## Labeled contour entries
___

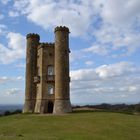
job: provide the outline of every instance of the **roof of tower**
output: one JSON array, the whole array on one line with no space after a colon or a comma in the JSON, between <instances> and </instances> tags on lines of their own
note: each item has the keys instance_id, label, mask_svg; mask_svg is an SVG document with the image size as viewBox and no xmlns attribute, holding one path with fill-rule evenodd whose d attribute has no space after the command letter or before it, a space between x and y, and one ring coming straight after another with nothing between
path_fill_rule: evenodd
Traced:
<instances>
[{"instance_id":1,"label":"roof of tower","mask_svg":"<svg viewBox=\"0 0 140 140\"><path fill-rule=\"evenodd\" d=\"M26 35L26 38L38 38L38 39L40 39L40 36L38 34L35 34L35 33L29 33Z\"/></svg>"},{"instance_id":2,"label":"roof of tower","mask_svg":"<svg viewBox=\"0 0 140 140\"><path fill-rule=\"evenodd\" d=\"M56 31L66 31L66 32L70 33L69 28L66 27L66 26L57 26L57 27L54 29L54 32L56 32Z\"/></svg>"}]
</instances>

___

Echo the data from its start through the line containing "output: one JSON", keeping every line as it appears. Leave the picture out of your reply.

job: provide the outline of every instance of the **roof of tower**
output: one JSON array, the whole array on one line with no space after a colon or a comma in the JSON, between <instances> and </instances> tags on lines of their own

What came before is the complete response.